▶ _Given task_
Quote every entry word for word.

:: Material to process

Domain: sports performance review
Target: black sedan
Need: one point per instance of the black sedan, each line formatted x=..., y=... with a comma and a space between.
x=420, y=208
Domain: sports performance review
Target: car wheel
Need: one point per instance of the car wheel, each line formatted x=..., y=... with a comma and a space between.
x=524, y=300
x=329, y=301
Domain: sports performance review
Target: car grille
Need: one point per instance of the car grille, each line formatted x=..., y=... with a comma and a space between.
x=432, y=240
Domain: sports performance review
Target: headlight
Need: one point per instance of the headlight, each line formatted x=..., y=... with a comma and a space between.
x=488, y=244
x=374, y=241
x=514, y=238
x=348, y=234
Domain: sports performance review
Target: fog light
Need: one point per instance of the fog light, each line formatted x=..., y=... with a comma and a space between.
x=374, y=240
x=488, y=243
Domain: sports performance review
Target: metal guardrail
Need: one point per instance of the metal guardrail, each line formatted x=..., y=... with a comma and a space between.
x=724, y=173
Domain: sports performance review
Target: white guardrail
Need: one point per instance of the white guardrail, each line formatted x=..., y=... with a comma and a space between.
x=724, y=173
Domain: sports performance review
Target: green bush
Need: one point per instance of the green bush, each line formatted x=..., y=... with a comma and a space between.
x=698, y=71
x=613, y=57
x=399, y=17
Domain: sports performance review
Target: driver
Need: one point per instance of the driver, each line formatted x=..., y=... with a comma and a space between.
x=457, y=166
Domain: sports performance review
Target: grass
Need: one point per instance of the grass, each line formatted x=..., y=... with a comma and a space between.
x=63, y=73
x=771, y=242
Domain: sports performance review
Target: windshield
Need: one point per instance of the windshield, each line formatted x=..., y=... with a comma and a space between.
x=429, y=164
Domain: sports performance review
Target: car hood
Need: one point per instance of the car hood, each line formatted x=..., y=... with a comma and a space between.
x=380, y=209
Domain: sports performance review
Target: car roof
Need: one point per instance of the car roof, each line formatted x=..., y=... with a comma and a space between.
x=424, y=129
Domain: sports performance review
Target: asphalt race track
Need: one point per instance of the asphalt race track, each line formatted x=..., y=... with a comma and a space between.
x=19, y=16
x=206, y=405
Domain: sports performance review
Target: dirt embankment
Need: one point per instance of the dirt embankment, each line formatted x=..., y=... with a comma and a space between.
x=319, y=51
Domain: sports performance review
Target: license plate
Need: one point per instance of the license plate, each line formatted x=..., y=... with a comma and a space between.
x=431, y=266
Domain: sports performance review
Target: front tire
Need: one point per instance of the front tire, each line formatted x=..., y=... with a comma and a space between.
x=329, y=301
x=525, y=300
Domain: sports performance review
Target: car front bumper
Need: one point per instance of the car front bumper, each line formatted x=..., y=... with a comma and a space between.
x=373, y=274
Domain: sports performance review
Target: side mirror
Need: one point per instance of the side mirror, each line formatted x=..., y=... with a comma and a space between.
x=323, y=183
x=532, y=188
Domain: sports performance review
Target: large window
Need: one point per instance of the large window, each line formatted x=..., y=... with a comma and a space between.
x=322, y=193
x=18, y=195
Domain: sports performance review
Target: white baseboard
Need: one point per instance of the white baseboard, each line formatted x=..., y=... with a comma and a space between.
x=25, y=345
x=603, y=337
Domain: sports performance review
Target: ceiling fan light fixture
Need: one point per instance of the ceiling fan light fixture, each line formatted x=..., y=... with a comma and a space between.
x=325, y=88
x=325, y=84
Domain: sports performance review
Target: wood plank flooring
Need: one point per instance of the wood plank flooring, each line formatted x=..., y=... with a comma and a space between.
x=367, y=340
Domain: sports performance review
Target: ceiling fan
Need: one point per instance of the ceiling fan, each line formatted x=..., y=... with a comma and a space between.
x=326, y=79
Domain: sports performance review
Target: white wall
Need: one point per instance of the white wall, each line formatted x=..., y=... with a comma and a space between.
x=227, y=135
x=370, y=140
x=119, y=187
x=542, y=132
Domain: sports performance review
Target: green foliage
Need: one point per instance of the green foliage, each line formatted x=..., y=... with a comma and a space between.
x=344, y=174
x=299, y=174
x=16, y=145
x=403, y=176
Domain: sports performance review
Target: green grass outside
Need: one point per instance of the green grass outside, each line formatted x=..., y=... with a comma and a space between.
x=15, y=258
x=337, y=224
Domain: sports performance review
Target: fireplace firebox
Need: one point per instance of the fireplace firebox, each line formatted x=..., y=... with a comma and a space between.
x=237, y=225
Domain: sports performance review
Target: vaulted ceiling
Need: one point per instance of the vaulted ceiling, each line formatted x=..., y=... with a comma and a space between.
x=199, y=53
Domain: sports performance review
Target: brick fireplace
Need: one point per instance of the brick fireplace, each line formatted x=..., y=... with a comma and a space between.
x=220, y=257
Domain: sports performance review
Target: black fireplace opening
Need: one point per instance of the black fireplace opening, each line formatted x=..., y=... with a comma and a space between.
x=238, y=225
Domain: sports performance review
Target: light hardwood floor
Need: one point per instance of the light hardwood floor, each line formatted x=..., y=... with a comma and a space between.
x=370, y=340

::::

▶ _Solution for this task_
Domain: sports performance review
Target: black sedan
Need: one point per instance of the black sedan, each line formatted x=..., y=... with a comma and a space between.
x=420, y=208
Domain: sports performance review
Target: car wheel
Need: one point per instance of the car wheel, each line formatted x=..., y=... with a comma and a space between.
x=524, y=300
x=329, y=301
Domain: sports performance review
Target: car grille
Need: one point per instance of the car grille, each line formatted x=..., y=... with a comma and a space between.
x=432, y=240
Domain: sports performance review
Target: headlight
Need: one point per instance of the headlight, each line formatted x=..., y=... with a comma and a space between.
x=488, y=244
x=374, y=241
x=514, y=238
x=348, y=234
Domain: sports performance review
Target: fog light
Need: one point per instance of the fog light, each line formatted x=..., y=... with a comma and a space between.
x=374, y=240
x=488, y=243
Domain: sports performance review
Target: metal guardrail
Need: one point per instance of the metal guardrail, each line formatted x=..., y=... with a comma and a space between.
x=724, y=173
Domain: sports performance review
Target: white guardrail
Need: one point per instance of the white guardrail, each line formatted x=..., y=... with a comma and a space between.
x=724, y=173
Domain: sports performance review
Target: green bush
Need: one point per instance of the green bush, each line formatted x=..., y=... with a comma and a space between.
x=698, y=71
x=613, y=57
x=399, y=17
Domain: sports performance review
Target: driver
Need: one point per instance of the driver, each line formatted x=..., y=... with a comma and a space between.
x=457, y=166
Domain: sports performance review
Target: grass
Need: one point per instance of the grass, each line formatted x=..., y=... with a comma and a space between.
x=63, y=73
x=771, y=242
Domain: sports performance review
Target: windshield
Need: one point per instance of the windshield, each line formatted x=..., y=... with a comma and a space between.
x=429, y=164
Domain: sports performance review
Target: car hood
Need: one point per instance of the car hood, each line formatted x=..., y=... with a comma and a space between.
x=380, y=209
Domain: sports performance review
Target: car roof
Need: one point per instance of the car roof, each line formatted x=..., y=... with a comma and a space between.
x=424, y=129
Domain: sports performance review
Target: asphalt race track
Need: one point per instance of the asphalt race track, each line formatted x=..., y=... with a comma and a space between.
x=19, y=16
x=206, y=405
Domain: sports performance review
Target: dirt embankment
Need: one point per instance of the dirt embankment, each line formatted x=..., y=... with a comma and a space between.
x=319, y=51
Domain: sports performance review
Target: license plate
Need: one point per instance of the license plate, each line formatted x=..., y=... with a comma and a space between.
x=431, y=266
Domain: sports performance review
Target: front tire
Need: one point per instance of the front tire, each line formatted x=..., y=... with a comma and a space between.
x=329, y=301
x=525, y=300
Domain: sports performance review
Target: car front bumper
Need: one point per instance of the car front bumper, each line formatted x=..., y=... with a comma and a space between.
x=373, y=274
Domain: sports performance review
Target: side mirror
Need: one point per instance of the side mirror, each line formatted x=..., y=... with a comma and a space between.
x=323, y=183
x=532, y=188
Domain: sports performance review
Target: large window
Need: one point per instance of the large window, each line formatted x=..., y=... with a comma and a space between.
x=322, y=193
x=18, y=195
Domain: sports performance review
Target: white baseboard
Need: one point per instance of the white baseboard, each line formatted x=..., y=... with a comma and a space between.
x=25, y=345
x=603, y=337
Domain: sports performance review
Target: ceiling fan light fixture
Need: one point per instance of the ceiling fan light fixture, each line formatted x=..., y=... with a comma and a space between.
x=325, y=88
x=325, y=84
Domain: sports performance review
Target: wood plank flooring
Need: one point per instance of the wood plank flooring, each line formatted x=..., y=... with a comma and a space between.
x=367, y=340
Domain: sports performance review
Target: ceiling fan
Need: one point per instance of the ceiling fan, each line formatted x=..., y=... with a comma and a space between.
x=326, y=79
Domain: sports performance review
Target: white wall
Need: one point per instance of the white wall, each line formatted x=..., y=... with a comma and a space between.
x=227, y=135
x=370, y=140
x=119, y=187
x=542, y=132
Domain: sports performance review
Target: green foliage
Need: one point per instance of the green foliage, each line formatted x=..., y=... with a comma and a space between.
x=344, y=174
x=299, y=174
x=16, y=145
x=403, y=176
Domain: sports performance review
Target: green grass outside
Need: one point per instance of the green grass outside, each line formatted x=..., y=... with a comma and a space between.
x=15, y=258
x=337, y=224
Domain: sports performance review
Target: fireplace firebox
Need: one point per instance of the fireplace firebox, each line formatted x=..., y=... with a comma and a space between.
x=237, y=225
Domain: sports performance review
Target: vaulted ceiling
Need: one point per instance of the vaulted ceiling, each line formatted x=..., y=... with a comma and a space between.
x=199, y=53
Domain: sports performance review
Target: brick fireplace
Need: one point per instance of the brick fireplace, each line formatted x=..., y=... with a comma and a space between.
x=220, y=257
Domain: sports performance review
Target: black fireplace opening
Need: one point per instance of the black fireplace opening, each line formatted x=..., y=... with a comma and a space between.
x=238, y=225
Domain: sports performance review
Target: light hardwood floor
Need: one point per instance of the light hardwood floor, each line formatted x=..., y=... with a comma and a space between.
x=370, y=340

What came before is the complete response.